Gmail supports it, which is the big one and as long as they have it, it
will be around for a long time.  To be clear, only the email server at the
final destination needs to support it, not every server in the relay chain
as they just see a bunch of characters.

I've only run into a handful of web sites which prevent you from using the
+ in an email address, and usually that's done as a javascript check.  A
quick "inspect element" and changing the handler to "true" disables that,
and once the address is in the system, I've not had any problems.


❧ Brian Mathis
@orev


On Wed, Nov 12, 2014 at 11:29 AM, Derek Balling <[email protected]> wrote:

>
> The modern way to do this is by using "plus addressing", which is a
> standard (though not supported by all email hosts) where you tag your
> regular email address like this:
>     [email protected]
>
>
> Pedantically: plus addressing is a *convention* not a *standard* (at least
> I know of no RFC for it).
>
> As you allude to, some e-mail systems will conflate "you+foo@", "you+bar@"

Records provided:
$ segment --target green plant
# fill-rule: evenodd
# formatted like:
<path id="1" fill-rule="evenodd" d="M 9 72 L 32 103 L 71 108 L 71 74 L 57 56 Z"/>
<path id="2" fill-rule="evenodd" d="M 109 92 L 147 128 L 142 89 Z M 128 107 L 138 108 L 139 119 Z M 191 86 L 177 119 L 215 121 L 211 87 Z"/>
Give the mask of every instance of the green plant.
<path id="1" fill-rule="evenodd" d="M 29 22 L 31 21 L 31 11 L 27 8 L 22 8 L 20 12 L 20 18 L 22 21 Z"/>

Set of tasks:
A. From the email thread on plus addressing, reproduce the stretch from "Gmail supports it, which" through "bunch of characters.".
B. Answer these questions about the email thread on plus addressing:
(i) Which email service does the thread name as supporting plus addressing?
(ii) How do the few web sites that block the + in an email address usually do it?
(iii) In the quoted reply, is plus addressing called a standard or a convention?
C. Carry on the email thread on plus addressing from where it stops.

Written responses:
A.
Gmail supports it, which is the big one and as long as they have it, it
will be around for a long time.  To be clear, only the email server at the
final destination needs to support it, not every server in the relay chain
as they just see a bunch of characters.

B.
(i) Gmail.
(ii) With a javascript check.
(iii) A convention.

C.
> and "you@" all into the mailbox for "you", which is considered a feature
> by many (and one which many of us have used). Some mail-systems will not,
> and will treat all three local-parts as representing separate and distinct
> addresses.
>
> The number of e-mail systems which support this conflation is decreasing
> over time, at least that is my experience.
>
> D
>
> --
>
> I prefer to use encrypted mail. My public key fingerprint is FD6A 6990
> F035 DE9E
> 3713 B4F1 661B 3AD6 D82A BBD0. You can download it here
> <http://www.megacity.org/gpg_pub_derek_balling.txt>.
>
> Learn how to encrypt your email with the Email Self Defense guide
> <https://emailselfdefense.fsf.org/en/>.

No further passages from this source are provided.